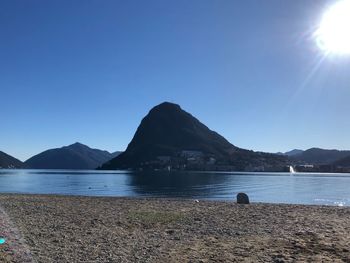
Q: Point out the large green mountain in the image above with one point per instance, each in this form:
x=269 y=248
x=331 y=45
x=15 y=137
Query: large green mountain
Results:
x=7 y=161
x=170 y=136
x=75 y=156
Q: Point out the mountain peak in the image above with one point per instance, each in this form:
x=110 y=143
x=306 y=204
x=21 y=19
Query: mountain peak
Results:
x=168 y=135
x=164 y=106
x=77 y=145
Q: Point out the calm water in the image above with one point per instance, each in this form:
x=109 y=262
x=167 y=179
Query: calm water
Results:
x=329 y=189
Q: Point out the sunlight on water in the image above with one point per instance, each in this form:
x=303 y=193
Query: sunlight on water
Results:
x=301 y=188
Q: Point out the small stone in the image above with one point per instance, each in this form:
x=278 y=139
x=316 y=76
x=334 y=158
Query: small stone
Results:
x=242 y=198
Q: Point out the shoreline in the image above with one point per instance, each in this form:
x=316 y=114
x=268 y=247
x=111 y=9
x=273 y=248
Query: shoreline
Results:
x=61 y=228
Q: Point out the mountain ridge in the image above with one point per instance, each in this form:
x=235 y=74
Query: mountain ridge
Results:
x=8 y=161
x=74 y=156
x=170 y=136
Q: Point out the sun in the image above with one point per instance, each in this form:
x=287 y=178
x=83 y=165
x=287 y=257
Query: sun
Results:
x=333 y=34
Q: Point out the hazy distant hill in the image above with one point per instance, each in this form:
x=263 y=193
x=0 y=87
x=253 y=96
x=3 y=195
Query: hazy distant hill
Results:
x=7 y=161
x=75 y=156
x=170 y=135
x=320 y=156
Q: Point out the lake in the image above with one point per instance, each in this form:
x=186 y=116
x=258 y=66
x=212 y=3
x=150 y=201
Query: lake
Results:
x=299 y=188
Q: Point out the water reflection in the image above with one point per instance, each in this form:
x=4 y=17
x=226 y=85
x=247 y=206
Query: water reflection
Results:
x=330 y=189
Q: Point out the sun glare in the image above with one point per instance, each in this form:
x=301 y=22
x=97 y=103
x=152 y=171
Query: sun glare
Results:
x=333 y=34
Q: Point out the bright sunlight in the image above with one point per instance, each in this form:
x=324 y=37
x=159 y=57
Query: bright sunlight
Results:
x=333 y=34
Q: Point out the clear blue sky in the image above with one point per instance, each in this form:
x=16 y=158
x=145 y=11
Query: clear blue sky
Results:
x=88 y=71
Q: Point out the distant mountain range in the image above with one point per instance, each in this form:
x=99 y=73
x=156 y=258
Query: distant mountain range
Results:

#### AIM:
Copy the records starting at the line containing "Q: Point out the water" and continuing through the end of the records, swapping "sun glare" for "lens flare" and changing nothing else.

#### ANSWER:
Q: Point out the water reflection in the image above with one point per instance, each in this form:
x=4 y=17
x=226 y=85
x=247 y=206
Query: water reflection
Results:
x=330 y=189
Q: Point out the lens flare in the image above with one point per instance, each in this form:
x=301 y=22
x=97 y=103
x=152 y=171
Query: lens flare
Results:
x=333 y=34
Q: Point out the bright sunlight in the image above with one point per instance, each in this form:
x=324 y=37
x=159 y=57
Query: bright sunlight
Results:
x=333 y=34
Q: Point out the clear blue sky in the image above with one point per instance, each in this form:
x=16 y=158
x=145 y=11
Query: clear blue sky
Results:
x=88 y=71
Q: Point out the distant mountain range in the image above with one point per instance, each in this form:
x=99 y=73
x=156 y=258
Query: distant mountain range
Results:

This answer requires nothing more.